>>>>>

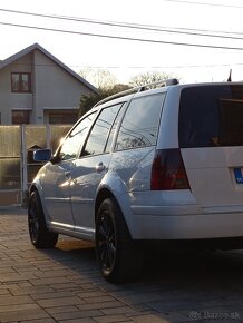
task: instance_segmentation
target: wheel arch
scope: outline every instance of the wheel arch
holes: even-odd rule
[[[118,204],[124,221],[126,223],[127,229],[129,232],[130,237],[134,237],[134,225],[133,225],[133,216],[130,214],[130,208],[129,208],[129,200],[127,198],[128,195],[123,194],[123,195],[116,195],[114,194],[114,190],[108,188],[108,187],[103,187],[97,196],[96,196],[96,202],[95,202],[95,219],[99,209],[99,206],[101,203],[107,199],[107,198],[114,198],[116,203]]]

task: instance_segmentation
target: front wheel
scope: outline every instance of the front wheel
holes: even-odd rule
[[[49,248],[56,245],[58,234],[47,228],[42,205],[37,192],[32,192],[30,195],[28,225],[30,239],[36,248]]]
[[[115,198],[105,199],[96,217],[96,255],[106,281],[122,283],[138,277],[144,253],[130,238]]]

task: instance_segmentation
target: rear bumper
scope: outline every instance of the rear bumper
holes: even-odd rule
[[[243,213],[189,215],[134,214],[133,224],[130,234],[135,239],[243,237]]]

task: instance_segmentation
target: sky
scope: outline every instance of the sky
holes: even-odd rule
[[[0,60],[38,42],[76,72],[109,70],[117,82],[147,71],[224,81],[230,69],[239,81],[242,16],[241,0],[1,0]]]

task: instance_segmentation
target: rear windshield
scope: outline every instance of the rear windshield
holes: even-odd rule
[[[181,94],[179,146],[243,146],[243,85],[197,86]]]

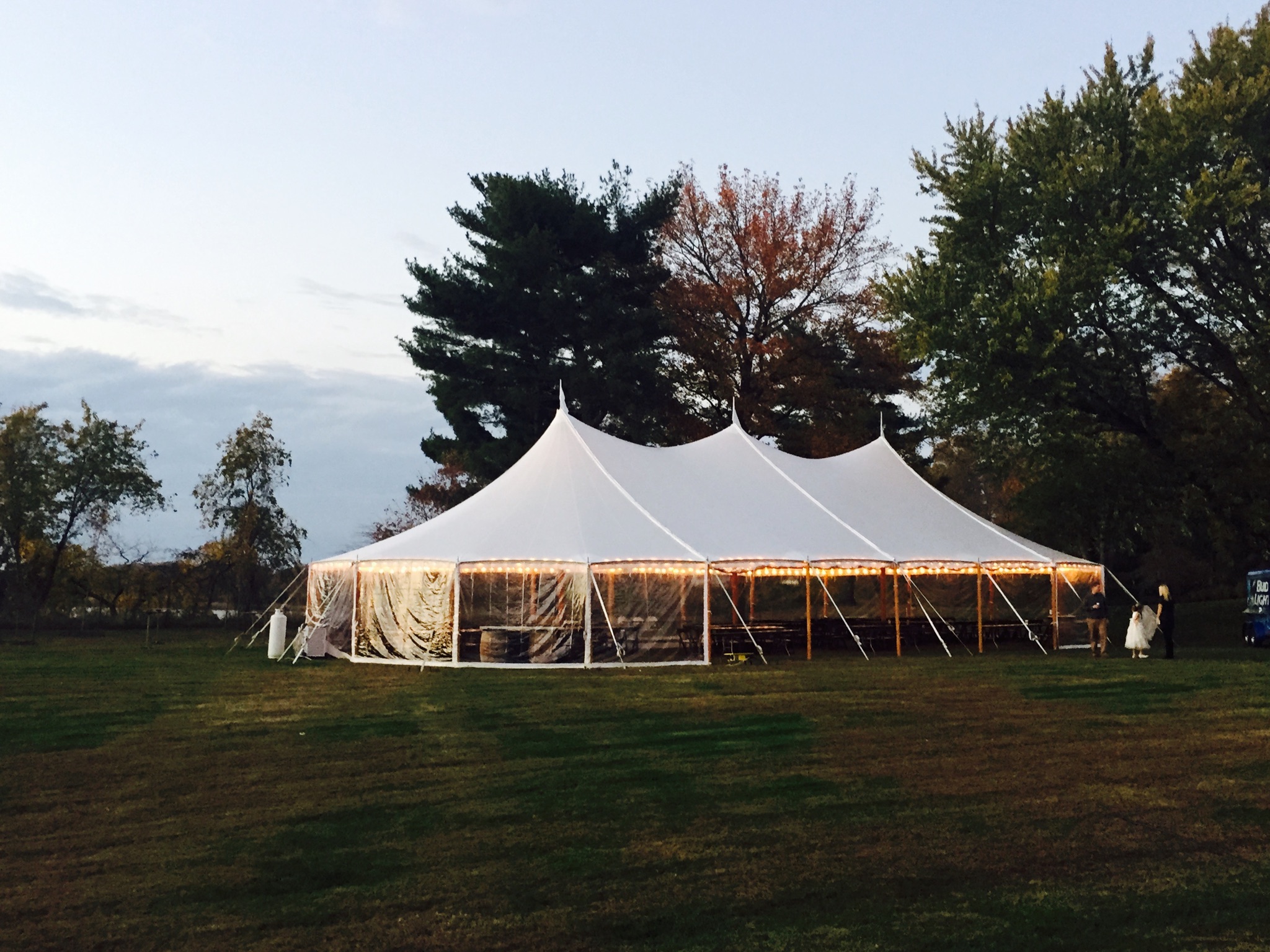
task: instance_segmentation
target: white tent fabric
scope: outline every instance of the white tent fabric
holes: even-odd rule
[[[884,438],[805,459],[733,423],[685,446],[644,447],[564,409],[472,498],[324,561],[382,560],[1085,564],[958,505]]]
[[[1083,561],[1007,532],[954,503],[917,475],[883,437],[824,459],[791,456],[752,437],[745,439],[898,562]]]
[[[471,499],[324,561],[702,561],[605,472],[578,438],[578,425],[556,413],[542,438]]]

<<<<<
>>>>>

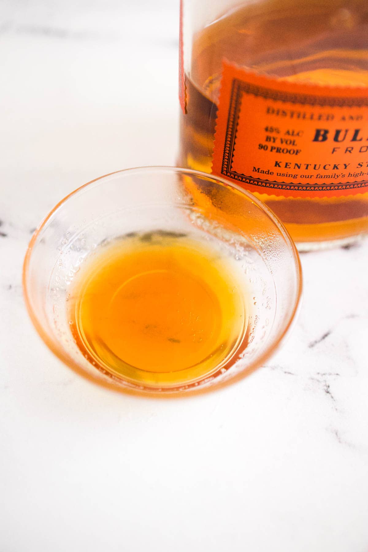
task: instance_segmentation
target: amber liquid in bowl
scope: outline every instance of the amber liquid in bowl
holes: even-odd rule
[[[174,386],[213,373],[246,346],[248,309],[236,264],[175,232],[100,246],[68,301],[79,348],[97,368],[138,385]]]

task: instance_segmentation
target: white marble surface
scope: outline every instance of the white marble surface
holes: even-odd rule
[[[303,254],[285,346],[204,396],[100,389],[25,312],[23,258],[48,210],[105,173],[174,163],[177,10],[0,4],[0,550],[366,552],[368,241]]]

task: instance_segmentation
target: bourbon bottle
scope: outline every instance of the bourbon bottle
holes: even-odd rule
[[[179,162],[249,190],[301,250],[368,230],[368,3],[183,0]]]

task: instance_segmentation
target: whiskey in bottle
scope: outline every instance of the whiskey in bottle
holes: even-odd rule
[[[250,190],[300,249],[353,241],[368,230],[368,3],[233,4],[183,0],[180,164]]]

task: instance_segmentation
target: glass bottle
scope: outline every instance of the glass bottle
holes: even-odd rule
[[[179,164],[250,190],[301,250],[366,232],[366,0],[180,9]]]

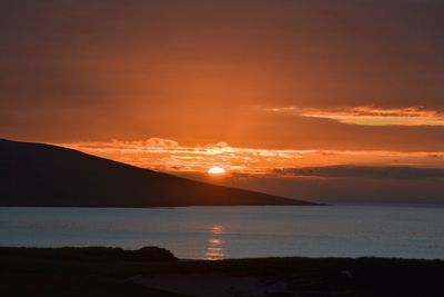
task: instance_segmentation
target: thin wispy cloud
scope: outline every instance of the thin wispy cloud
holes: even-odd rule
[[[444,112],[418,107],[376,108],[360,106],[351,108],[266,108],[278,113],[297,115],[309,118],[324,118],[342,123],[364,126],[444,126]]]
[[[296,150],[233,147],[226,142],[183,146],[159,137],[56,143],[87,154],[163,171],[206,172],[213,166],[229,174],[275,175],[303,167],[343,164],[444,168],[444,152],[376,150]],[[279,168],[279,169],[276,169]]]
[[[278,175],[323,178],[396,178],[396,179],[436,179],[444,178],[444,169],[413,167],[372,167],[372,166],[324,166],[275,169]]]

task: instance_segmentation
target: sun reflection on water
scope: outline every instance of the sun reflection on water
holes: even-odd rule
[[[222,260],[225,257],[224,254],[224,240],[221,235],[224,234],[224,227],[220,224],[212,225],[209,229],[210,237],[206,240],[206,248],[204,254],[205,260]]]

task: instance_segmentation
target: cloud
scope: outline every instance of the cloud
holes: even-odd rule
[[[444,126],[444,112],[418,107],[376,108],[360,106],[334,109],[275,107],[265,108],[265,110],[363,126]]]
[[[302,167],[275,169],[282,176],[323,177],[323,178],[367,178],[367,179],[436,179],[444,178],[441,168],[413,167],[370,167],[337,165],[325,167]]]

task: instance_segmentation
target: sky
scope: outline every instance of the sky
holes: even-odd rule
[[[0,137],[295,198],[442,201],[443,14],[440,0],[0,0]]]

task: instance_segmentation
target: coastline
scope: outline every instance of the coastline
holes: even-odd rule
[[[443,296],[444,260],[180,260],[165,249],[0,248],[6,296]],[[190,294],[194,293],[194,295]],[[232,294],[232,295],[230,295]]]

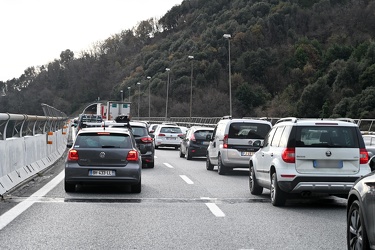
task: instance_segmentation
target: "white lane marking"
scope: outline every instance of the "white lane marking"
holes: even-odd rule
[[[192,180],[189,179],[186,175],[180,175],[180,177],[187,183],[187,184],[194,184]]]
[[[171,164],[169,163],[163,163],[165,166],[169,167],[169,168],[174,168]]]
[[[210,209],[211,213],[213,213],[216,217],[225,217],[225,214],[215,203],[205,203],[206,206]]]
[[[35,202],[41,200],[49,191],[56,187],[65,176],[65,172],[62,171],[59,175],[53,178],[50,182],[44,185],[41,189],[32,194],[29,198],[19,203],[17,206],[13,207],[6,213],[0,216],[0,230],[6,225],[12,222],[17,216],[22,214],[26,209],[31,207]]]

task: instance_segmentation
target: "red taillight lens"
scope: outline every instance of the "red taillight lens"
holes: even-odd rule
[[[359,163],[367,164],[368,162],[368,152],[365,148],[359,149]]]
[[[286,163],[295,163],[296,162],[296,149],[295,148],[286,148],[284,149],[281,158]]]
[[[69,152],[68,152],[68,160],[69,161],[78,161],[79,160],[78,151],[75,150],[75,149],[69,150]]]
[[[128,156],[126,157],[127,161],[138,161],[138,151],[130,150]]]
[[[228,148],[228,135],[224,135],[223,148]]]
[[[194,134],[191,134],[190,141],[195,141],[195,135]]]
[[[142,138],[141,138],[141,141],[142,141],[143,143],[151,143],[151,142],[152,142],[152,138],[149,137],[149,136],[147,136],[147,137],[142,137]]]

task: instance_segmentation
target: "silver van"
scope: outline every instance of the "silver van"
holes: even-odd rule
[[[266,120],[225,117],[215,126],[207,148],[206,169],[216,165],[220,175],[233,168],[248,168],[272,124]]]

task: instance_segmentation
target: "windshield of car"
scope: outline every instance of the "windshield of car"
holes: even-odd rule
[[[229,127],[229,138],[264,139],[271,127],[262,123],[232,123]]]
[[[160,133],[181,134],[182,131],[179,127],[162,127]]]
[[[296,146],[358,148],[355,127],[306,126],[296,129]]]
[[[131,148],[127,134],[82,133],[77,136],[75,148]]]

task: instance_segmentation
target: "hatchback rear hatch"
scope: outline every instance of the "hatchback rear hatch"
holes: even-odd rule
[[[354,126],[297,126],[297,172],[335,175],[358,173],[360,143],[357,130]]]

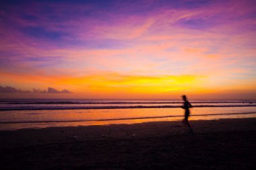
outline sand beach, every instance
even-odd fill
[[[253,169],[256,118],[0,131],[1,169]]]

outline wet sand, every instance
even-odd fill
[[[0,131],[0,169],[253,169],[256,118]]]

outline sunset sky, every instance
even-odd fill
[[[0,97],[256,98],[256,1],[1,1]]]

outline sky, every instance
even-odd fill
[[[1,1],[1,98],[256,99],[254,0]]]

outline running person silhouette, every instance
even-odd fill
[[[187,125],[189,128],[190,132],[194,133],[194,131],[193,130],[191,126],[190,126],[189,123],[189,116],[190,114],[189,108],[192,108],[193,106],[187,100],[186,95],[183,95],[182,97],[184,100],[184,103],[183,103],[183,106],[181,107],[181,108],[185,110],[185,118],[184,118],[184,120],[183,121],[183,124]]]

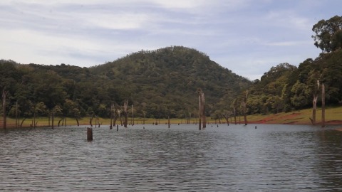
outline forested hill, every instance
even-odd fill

<<<<<

• _Set task_: Rewrite the material from the line containing "outline sunset sky, every instance" through the line containing "[[[1,1],[1,98],[256,99],[254,0]]]" as a two-column CSV with the headers text and coordinates. Give one row for each thing asked, with its wording under text and its answer under coordinates, each in a single quoted field and with line breaks changed to spaces.

• _Final result_:
text,coordinates
"outline sunset sky, every instance even-odd fill","[[[0,97],[256,98],[256,1],[1,1]]]"
"outline sky, every instance even-odd fill","[[[1,1],[1,98],[256,99],[254,0]]]"